Problems to solve
a) In the spark plug thread, what other name is given for the resistor in the rod?
b) From the records, copy out verbatim the stretch from the line containing "Target: sandy soil" through the line containing "(1000, 528)".

====== Extract

I thought I was going to be able to let this slide... But I guess I wont due that this is rediculas. I must inform you of something else I know. There is no way for a plug to "just pull the amount of juice needed". The best a plug can do to alter the amount of "juice"/volts in the spark is for them to put a resistor in it. And even if there is a resistor in it, the more volts supplied would still put more volts in the spark. 








As you can see there isnt much to a plug. There is a rod to the electrode. Resistor (aka suppressor) in the rod on some. Which is all surrounded by an insulator, so it wont ground out or "dump" early. When the electricity is supplied it travels through the rod & resistor to the electrode making the jump to the grounding arm/side terminal. The more volts supplied to the plug will cause a thicker, larger spark. Plus by supplying more electricity to the plug it will make it possible for the spark to make a larger jump accross a larger gap, also creating a larger spark.


----------



## Zen31ZR (Mar 24, 2004)

You're not saying anything I didn't say already. And theres a reason for the resistor. Makes it easier for the spark to jump across the ultra-rich atmosphere in the gap present in a very cold combustion chamber, aka, when the engine is first started up. Thats a heat sensitive resistor.


----------



## bonez (Dec 7, 2005)

HUH? Am I reading this correctly? You said no matter what, a spark plug will only pull what juice it needs/uses/wants. You said no matter what voltage you put through it, it will only use what voltage it needs/uses/wants. Which is false. You were corrected and still don't get it.

A spark plug is basically a wire missing a small piece. That small piece is your plug gap. If you run a million volts through it, a million will travel through the plug, across the gap to the electrode where it is grounded out thus creating a hell of a spark. The only loss will occur with the resistance of the wire and plug which isn't much at all. Run 12 volts through a plug and nothing will happen at all. There isn't enough voltage to create a spark. You can have a million amp 12v power supply and it still won't jump the gap. Voltage is the key to a spark.


----------



## dales86t (Nov 1, 2005)

Instead of arguing hows about giving pro's and cons of upgrading the ignition coil?

============
====== Records supplied

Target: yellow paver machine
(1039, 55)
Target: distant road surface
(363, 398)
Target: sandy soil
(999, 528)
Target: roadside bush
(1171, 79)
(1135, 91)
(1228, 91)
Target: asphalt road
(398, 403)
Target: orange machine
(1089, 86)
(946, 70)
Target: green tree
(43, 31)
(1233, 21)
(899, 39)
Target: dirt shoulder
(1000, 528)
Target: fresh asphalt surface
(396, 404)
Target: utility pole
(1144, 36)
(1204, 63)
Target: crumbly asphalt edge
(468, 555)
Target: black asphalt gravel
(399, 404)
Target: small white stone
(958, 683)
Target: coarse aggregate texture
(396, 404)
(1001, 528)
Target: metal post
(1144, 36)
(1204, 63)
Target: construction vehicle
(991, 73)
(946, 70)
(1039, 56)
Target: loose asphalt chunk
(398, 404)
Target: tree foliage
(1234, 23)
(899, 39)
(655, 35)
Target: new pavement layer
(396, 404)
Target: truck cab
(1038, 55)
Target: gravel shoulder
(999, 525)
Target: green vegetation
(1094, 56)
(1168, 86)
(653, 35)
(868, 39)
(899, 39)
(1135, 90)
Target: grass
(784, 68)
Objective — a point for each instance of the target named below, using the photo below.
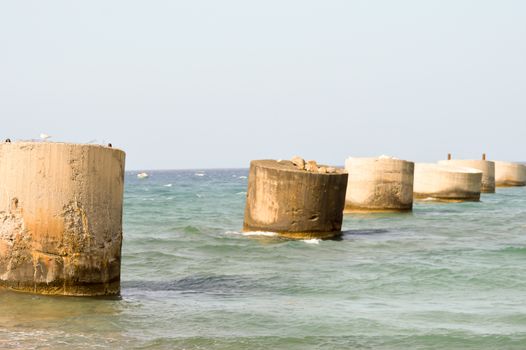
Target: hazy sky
(196, 84)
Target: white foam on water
(255, 233)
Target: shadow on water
(364, 232)
(215, 285)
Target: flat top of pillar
(287, 165)
(385, 159)
(466, 161)
(500, 162)
(21, 144)
(445, 167)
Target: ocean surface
(447, 276)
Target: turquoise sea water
(447, 276)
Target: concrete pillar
(487, 168)
(295, 202)
(379, 184)
(447, 183)
(510, 174)
(61, 215)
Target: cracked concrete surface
(60, 218)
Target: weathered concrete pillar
(447, 183)
(296, 201)
(61, 218)
(379, 184)
(487, 168)
(510, 174)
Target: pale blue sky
(196, 84)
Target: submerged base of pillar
(448, 198)
(349, 209)
(62, 288)
(299, 235)
(511, 184)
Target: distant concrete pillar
(447, 183)
(295, 203)
(379, 184)
(61, 215)
(487, 168)
(510, 174)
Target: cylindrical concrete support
(487, 168)
(295, 203)
(61, 218)
(447, 183)
(510, 174)
(379, 184)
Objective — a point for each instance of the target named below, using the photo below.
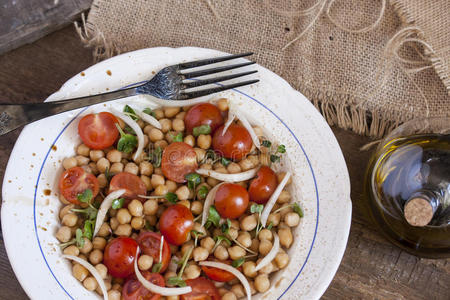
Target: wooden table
(371, 268)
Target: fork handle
(13, 116)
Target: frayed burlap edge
(436, 61)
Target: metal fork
(168, 84)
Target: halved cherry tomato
(263, 186)
(176, 223)
(134, 290)
(231, 200)
(203, 114)
(150, 244)
(234, 144)
(202, 289)
(119, 256)
(133, 185)
(75, 181)
(178, 160)
(98, 131)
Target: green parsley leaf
(297, 209)
(118, 203)
(86, 196)
(238, 262)
(202, 129)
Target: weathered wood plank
(25, 21)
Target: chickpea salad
(176, 203)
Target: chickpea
(98, 243)
(157, 180)
(123, 216)
(63, 234)
(123, 230)
(136, 208)
(282, 259)
(286, 238)
(222, 104)
(83, 150)
(245, 239)
(82, 160)
(200, 254)
(178, 125)
(204, 141)
(192, 271)
(207, 243)
(79, 272)
(90, 283)
(87, 247)
(131, 168)
(72, 250)
(249, 269)
(248, 223)
(69, 219)
(69, 162)
(150, 207)
(265, 234)
(96, 256)
(145, 262)
(236, 252)
(221, 253)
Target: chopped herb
(86, 196)
(202, 129)
(178, 137)
(238, 262)
(266, 143)
(118, 203)
(127, 142)
(171, 197)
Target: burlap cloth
(356, 78)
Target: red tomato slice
(202, 289)
(231, 200)
(178, 160)
(133, 185)
(134, 290)
(150, 243)
(98, 131)
(234, 144)
(119, 256)
(176, 223)
(263, 186)
(203, 114)
(75, 181)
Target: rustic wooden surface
(25, 21)
(371, 268)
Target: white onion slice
(233, 271)
(148, 118)
(208, 202)
(235, 177)
(163, 291)
(271, 255)
(137, 129)
(273, 199)
(93, 271)
(106, 204)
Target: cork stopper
(418, 212)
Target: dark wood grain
(371, 268)
(25, 21)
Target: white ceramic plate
(321, 182)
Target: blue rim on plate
(242, 93)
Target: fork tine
(216, 79)
(198, 63)
(204, 92)
(215, 70)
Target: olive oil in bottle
(408, 193)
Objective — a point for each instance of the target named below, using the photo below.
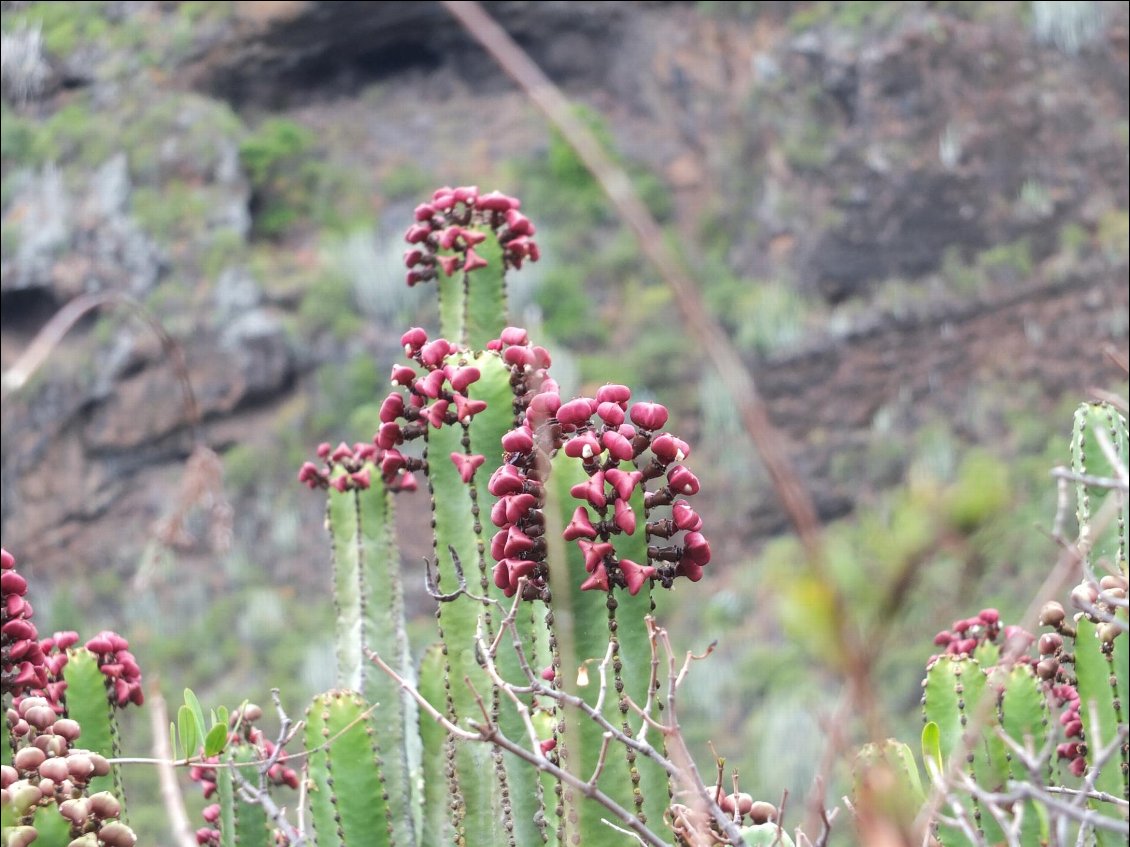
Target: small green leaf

============

Answers to the tasks
a) Suppressor.

b)
Target: sandy soil
(999, 528)
Target: roadside bush
(1171, 79)
(1135, 91)
(1228, 91)
Target: asphalt road
(398, 403)
Target: orange machine
(1089, 86)
(946, 70)
Target: green tree
(43, 31)
(1233, 21)
(899, 39)
Target: dirt shoulder
(1000, 528)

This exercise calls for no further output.